**PROVIDED RECORDS**:
****************************************

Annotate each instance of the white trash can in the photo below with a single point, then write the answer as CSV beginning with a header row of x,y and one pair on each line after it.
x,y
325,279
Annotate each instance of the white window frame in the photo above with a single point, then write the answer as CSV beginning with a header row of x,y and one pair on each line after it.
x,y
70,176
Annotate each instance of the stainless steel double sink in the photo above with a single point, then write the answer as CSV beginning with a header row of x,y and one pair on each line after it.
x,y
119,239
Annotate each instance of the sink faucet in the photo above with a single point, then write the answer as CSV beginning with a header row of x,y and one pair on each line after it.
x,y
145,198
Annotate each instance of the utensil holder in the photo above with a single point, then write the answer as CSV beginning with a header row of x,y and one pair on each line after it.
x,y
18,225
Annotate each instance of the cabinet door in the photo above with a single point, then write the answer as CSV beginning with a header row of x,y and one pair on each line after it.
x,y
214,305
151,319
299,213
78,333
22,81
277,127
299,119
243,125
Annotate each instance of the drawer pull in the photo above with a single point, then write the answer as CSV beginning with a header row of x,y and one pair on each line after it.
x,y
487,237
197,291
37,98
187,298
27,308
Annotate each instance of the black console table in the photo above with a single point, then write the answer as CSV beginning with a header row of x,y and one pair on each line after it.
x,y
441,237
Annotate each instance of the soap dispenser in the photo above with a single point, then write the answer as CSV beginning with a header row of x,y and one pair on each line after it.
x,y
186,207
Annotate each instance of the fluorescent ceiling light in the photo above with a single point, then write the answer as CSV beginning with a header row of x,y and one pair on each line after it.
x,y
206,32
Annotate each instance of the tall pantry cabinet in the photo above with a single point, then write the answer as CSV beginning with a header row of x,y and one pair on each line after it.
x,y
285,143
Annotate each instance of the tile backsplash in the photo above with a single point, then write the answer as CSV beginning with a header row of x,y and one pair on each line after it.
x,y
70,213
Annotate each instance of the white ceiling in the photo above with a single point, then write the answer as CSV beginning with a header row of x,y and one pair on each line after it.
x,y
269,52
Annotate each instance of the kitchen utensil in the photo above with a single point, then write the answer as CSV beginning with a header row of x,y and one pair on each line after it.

****************************************

**PROBLEM**: Repeat back the data above, exact to the last character.

**RESPONSE AREA**:
Annotate each instance of the white trash can in the photo below with a single point, then write the answer as CSV beginning with a header row of x,y and one pair on each line after it.
x,y
325,279
Annotate each instance of the white window frame in the photo above with a single point, then write the answer as CSV beginning with a header row of x,y and one pair on each line after it.
x,y
70,176
Annotate each instance of the stainless steel double sink in the photo above with a single point, then write the answer as CSV beginning with a header row of x,y and one pair on each line after it.
x,y
119,239
Annotate each instance of the sink faucet in the photo above with a single point, then write the answer as CSV beginning with a header row of x,y and one pair on each line after it.
x,y
145,198
Annotate each instance of the utensil holder in the photo above with a single point, then write the answer as CSV beginning with a header row of x,y and one pair on each line after it.
x,y
18,225
Annotate each instance of the cabinet door in the photo above with a single point, then write the answer as CSV beginning with a header row of x,y and one pair on each line after it.
x,y
214,305
151,319
299,213
78,333
22,81
277,127
299,119
243,125
Annotate each instance of the drawer pull in the photo above with a single point, then write the answer as CSV beginning with a header row of x,y and one pair on each line after it.
x,y
487,237
197,291
37,98
187,298
27,308
Annotate each instance of the black console table in the photo above with a single point, then write the answer as CSV beginning with a header row of x,y and one pair on each line after it.
x,y
441,237
Annotate each instance of the soap dispenser in the photo above with a single point, then write the answer as CSV beginning with a header row of x,y and one pair on each line after it.
x,y
186,207
Annotate each instance of the fluorescent ceiling light in the photo above with a single point, then write the answer as CSV beginning with a header row of x,y and one pair on each line after it.
x,y
206,32
Annotate each instance of the tall pantry cabinet in the photo above with a single point, then write the answer as CSV beginning with a header row of x,y and one pair on each line after it.
x,y
285,143
Annotate each instance of the tile backsplash in the photo above with a single point, then write the answer as CSV beginning with a header row of x,y and one pair on each line after it.
x,y
70,213
Annotate each instance of the white ceiling in the photo above with a single point, then write the answer as CSV beginning with a header row of x,y and one pair on each line after it.
x,y
269,52
Annotate each instance of the kitchen utensil in the photo above with a single point, then write the answer as CSV beginning with a header row of x,y and one pair on each line after it.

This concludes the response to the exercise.